About this task. List every word ending in "-ly" that appears in the excerpt on biocatalytic carbon-carbon bond formation below.

Text excerpt.
________________________

Carbon-carbon bond formation belongs to the heart of organic synthesis. The biocatalyzed route provides effective tool for the construction of carbon-carbon with excellent enantioselectivity.
Hydrocyanation of Aldehydes
The biocatalytic hydrocyanation of aldehydes is one of the oldest methods in organic synthesis. One of the well-established technologies for the large-scale hydrocyanation of aldehydes is the oxynitrilase (Griengl process) catalyzed production of (S)-phenoxybenzaldehyde cyanohydrins, which is an important intermediate for the industrial pyrethroid manufacture (Scheme \(\PageIndex{1}\)). This method is turned out to be useful for the reactions of numerous aldehydes.
Benzoin Condensation
The development of an asymmetric cross-benzoin condensation via enzymatic cross-coupling reactions is a synthetically useful process. Highly enantiomerically enriched mixed benzoins can be obtained from two different substituted benzaldehdyes using benzaldehyde lyase as a catalyst (Scheme \(\PageIndex{2}\)). One of the aldehydes acts as acceptor, whereas the other one acts as donor.

________________________

Material supplied.
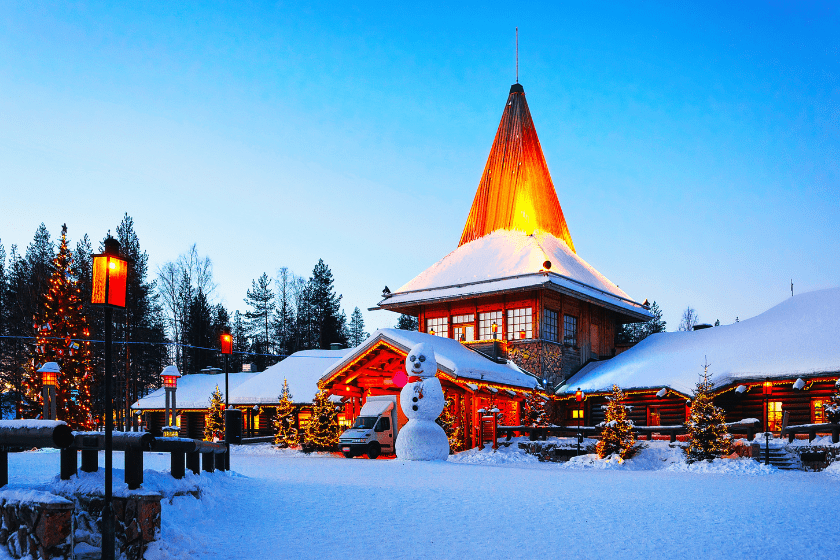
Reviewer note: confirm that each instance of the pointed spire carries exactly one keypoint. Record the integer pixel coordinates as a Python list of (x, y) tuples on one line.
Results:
[(515, 191)]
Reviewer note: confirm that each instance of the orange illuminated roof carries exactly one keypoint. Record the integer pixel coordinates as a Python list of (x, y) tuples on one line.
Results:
[(516, 191)]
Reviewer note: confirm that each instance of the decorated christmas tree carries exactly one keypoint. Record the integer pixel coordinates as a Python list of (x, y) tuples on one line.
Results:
[(448, 422), (61, 335), (534, 409), (286, 433), (214, 427), (832, 407), (617, 435), (706, 425), (322, 431)]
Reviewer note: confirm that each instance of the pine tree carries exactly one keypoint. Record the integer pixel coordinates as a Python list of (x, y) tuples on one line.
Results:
[(534, 409), (448, 421), (832, 408), (322, 432), (707, 432), (407, 323), (214, 426), (617, 435), (62, 336), (357, 328), (286, 433)]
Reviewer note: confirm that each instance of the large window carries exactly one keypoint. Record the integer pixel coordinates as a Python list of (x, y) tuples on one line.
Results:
[(519, 324), (774, 416), (463, 327), (485, 325), (570, 330), (438, 326), (549, 325)]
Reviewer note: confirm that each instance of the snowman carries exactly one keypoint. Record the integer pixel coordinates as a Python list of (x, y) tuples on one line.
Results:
[(421, 400)]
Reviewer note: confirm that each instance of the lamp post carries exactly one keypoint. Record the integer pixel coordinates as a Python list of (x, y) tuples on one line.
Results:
[(108, 290), (49, 379), (170, 375), (227, 349), (579, 400)]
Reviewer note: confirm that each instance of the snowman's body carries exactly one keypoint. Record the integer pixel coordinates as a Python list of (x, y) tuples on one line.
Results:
[(422, 401)]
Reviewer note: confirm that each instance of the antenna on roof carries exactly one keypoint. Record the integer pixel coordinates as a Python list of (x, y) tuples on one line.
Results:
[(517, 55)]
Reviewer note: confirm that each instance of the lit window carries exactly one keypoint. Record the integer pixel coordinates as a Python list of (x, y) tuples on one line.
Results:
[(463, 327), (550, 325), (485, 324), (519, 324), (438, 326), (570, 329), (818, 408), (774, 416)]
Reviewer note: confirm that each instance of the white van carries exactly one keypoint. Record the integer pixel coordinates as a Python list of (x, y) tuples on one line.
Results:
[(375, 430)]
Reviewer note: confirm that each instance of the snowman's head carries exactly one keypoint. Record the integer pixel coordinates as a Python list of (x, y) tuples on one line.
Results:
[(420, 361)]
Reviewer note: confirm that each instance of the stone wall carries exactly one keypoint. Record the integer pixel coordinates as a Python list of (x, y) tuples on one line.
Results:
[(35, 524)]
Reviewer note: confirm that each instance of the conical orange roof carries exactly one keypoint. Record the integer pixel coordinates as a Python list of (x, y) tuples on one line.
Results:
[(516, 192)]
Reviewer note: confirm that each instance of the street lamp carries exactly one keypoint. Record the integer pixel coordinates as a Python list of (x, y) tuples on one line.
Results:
[(579, 400), (226, 341), (170, 375), (110, 272), (49, 379)]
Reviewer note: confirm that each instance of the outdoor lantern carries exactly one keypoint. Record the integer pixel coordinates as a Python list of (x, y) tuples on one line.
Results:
[(170, 375), (227, 343), (49, 374), (109, 275)]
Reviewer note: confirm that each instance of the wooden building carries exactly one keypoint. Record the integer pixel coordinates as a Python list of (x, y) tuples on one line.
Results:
[(785, 360), (515, 287), (471, 382)]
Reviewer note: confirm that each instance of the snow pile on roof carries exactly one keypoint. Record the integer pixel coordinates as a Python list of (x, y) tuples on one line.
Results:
[(302, 370), (510, 259), (796, 338), (194, 390), (451, 355)]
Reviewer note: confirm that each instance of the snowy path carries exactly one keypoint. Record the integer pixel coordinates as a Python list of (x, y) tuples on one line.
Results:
[(323, 507)]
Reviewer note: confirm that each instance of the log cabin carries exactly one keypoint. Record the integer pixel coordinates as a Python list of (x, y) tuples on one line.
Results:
[(786, 359)]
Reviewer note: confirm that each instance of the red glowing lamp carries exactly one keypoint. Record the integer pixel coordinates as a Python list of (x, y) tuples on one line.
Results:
[(109, 276), (49, 374), (170, 375), (768, 387), (227, 342)]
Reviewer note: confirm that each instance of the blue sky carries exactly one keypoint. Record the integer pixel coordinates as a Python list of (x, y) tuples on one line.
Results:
[(694, 147)]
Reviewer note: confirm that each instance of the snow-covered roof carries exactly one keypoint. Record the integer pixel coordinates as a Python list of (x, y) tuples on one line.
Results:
[(452, 356), (302, 370), (194, 390), (505, 260), (797, 337)]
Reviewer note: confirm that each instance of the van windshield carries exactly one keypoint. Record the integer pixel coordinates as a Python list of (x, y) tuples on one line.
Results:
[(365, 422)]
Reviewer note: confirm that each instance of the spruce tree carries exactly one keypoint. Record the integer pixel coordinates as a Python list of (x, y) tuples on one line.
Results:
[(617, 436), (62, 336), (214, 426), (832, 408), (357, 328), (285, 427), (322, 431), (709, 438)]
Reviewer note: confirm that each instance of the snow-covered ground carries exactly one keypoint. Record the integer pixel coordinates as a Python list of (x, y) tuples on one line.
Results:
[(481, 504)]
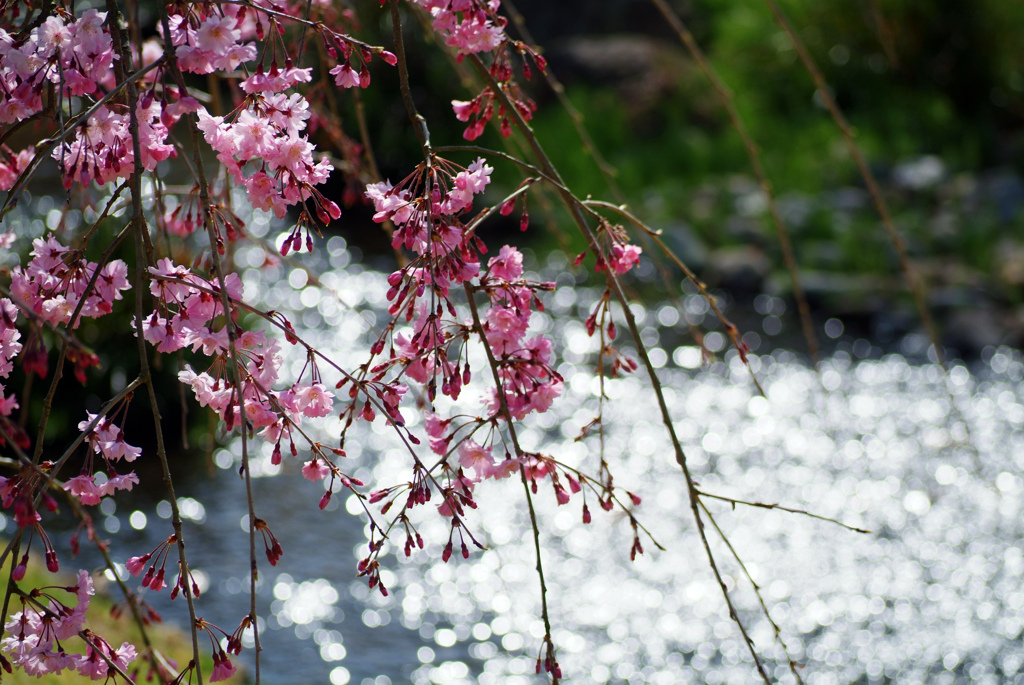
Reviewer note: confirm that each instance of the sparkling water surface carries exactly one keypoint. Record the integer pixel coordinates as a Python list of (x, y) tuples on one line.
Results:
[(930, 464)]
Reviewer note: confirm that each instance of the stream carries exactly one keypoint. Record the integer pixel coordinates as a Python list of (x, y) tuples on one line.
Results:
[(881, 440)]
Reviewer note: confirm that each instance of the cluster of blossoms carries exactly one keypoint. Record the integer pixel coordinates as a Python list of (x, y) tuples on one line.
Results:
[(9, 348), (75, 55), (105, 439), (263, 144), (468, 26), (268, 134), (188, 307), (57, 279), (102, 150), (35, 635)]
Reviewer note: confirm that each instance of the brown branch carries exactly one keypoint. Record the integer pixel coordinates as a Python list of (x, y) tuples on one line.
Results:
[(755, 157), (577, 212)]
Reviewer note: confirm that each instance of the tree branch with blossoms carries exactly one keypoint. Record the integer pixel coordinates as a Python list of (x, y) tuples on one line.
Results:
[(108, 111)]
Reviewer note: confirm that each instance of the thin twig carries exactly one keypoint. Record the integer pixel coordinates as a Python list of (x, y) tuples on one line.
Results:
[(755, 156), (765, 505), (577, 212), (918, 288)]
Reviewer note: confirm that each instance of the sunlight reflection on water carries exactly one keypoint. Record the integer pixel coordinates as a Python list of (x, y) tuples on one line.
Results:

________________________

Result of this exercise. synthetically, Highly, enantiomerically